**Supplied entries**
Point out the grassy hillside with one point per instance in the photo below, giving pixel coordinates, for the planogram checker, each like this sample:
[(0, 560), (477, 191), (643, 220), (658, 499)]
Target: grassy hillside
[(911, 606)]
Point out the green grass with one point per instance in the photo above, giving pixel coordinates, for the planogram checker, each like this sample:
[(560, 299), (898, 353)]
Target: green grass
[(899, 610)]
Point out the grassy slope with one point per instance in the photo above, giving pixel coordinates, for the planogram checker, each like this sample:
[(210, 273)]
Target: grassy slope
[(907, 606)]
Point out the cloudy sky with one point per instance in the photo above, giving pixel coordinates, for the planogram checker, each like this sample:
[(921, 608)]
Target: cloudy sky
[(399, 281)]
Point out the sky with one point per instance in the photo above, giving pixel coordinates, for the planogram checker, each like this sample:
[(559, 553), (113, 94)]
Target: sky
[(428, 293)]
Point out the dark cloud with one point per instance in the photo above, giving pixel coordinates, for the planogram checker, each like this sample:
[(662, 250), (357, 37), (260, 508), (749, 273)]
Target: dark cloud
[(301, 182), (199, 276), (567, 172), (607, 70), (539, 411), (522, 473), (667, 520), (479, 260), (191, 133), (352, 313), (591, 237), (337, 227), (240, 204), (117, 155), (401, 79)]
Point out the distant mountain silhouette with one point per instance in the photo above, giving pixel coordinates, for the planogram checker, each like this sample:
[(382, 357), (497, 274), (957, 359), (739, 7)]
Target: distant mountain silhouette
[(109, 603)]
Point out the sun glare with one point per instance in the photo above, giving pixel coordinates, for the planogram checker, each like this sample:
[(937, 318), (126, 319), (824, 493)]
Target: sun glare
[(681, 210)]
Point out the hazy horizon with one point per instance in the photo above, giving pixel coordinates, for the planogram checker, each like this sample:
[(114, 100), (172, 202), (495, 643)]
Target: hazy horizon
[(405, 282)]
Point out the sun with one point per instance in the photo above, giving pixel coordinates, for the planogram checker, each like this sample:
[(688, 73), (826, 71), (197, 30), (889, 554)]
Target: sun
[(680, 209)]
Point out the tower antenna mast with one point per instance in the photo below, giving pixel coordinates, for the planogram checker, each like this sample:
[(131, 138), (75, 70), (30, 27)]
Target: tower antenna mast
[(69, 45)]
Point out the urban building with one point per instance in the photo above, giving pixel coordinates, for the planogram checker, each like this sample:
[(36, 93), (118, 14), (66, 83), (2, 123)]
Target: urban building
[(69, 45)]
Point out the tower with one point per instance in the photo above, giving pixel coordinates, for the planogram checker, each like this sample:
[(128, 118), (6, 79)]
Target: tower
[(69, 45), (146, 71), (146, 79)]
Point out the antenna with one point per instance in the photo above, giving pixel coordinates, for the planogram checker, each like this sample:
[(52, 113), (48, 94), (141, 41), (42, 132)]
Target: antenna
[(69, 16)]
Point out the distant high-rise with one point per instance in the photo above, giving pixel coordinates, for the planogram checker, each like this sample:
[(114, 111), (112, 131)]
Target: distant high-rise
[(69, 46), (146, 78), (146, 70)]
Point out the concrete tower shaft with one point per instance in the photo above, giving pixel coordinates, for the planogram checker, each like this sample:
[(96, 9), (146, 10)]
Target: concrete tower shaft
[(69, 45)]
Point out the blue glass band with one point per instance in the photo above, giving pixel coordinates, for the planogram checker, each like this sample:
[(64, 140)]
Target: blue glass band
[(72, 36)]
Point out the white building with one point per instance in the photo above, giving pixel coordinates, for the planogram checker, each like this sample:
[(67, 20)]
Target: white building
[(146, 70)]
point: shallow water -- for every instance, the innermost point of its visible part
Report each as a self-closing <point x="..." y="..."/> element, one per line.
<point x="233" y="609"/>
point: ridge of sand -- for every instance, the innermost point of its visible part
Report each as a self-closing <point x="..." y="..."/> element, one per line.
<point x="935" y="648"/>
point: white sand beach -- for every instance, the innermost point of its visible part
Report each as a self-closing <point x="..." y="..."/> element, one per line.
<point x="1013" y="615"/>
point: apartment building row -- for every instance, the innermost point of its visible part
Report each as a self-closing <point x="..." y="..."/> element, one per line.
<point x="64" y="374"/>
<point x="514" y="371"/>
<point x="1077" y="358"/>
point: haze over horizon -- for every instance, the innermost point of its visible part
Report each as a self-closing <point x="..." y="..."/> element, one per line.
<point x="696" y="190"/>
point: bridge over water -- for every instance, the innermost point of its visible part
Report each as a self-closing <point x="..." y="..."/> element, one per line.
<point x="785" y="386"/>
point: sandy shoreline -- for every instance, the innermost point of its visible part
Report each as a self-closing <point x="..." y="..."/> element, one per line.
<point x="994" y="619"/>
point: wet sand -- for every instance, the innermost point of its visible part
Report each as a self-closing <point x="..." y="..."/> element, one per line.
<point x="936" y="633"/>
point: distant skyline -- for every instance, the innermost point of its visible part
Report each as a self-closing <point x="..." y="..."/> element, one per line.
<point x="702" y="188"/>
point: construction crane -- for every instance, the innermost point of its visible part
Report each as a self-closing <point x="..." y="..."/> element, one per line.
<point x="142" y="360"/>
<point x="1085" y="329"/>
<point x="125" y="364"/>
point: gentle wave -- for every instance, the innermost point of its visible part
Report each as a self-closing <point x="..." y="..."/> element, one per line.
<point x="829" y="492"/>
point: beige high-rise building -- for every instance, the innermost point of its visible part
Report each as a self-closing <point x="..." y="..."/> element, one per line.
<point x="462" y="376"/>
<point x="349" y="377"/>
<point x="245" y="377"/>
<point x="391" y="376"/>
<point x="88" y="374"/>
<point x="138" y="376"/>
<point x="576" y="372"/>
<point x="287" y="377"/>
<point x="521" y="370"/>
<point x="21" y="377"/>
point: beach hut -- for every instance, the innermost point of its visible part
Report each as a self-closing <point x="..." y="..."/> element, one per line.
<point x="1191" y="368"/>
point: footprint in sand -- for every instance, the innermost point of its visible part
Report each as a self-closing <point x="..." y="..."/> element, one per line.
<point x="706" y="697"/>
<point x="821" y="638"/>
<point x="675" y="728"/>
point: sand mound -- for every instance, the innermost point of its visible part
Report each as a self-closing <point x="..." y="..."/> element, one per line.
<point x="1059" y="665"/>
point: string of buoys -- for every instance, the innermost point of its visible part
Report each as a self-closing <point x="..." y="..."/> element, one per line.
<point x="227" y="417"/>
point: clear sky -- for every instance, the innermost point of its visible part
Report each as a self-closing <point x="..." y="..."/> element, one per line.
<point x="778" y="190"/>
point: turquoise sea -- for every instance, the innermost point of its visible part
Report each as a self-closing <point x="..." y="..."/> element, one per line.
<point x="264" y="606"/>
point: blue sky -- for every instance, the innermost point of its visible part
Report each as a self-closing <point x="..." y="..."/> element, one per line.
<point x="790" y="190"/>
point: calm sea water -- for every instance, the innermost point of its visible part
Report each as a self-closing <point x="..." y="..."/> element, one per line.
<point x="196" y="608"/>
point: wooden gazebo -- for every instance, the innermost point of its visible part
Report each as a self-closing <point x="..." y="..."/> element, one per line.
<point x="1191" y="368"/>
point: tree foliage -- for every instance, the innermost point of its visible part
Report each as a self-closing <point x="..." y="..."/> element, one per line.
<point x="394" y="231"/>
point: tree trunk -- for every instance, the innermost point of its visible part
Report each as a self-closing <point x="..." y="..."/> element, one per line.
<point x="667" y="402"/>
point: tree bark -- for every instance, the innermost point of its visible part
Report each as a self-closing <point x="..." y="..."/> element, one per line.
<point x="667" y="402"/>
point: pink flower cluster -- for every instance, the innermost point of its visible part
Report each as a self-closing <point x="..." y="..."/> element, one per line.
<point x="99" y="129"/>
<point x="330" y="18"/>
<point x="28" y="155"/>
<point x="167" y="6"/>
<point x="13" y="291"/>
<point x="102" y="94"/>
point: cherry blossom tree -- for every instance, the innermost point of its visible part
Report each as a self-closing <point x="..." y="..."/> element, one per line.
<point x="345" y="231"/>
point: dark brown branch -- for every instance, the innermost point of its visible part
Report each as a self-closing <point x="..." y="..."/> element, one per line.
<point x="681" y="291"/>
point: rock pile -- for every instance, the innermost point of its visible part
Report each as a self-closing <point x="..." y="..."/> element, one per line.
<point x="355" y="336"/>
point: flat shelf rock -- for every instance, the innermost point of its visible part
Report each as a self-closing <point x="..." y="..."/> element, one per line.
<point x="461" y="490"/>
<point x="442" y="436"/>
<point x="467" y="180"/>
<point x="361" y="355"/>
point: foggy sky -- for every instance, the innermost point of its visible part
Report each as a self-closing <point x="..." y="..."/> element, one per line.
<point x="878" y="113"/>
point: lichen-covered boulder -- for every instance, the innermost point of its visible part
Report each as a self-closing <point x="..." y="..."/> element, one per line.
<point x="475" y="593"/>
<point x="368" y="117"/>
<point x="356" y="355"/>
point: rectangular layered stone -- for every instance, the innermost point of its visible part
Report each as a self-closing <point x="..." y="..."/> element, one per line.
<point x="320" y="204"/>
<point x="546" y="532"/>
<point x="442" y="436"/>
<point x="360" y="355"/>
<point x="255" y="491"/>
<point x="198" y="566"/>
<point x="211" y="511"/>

**Aim of the task**
Check each line of the entries above for the word "tree". List the ones that have it.

**Output of the task**
point: tree foliage -- for every instance, the innermost point of its visible part
point: tree trunk -- for every instance, the innermost point of its visible part
point: tree bark -- for every instance, the innermost point of its visible part
point: cherry blossom tree -- for every instance, the innermost point of its visible part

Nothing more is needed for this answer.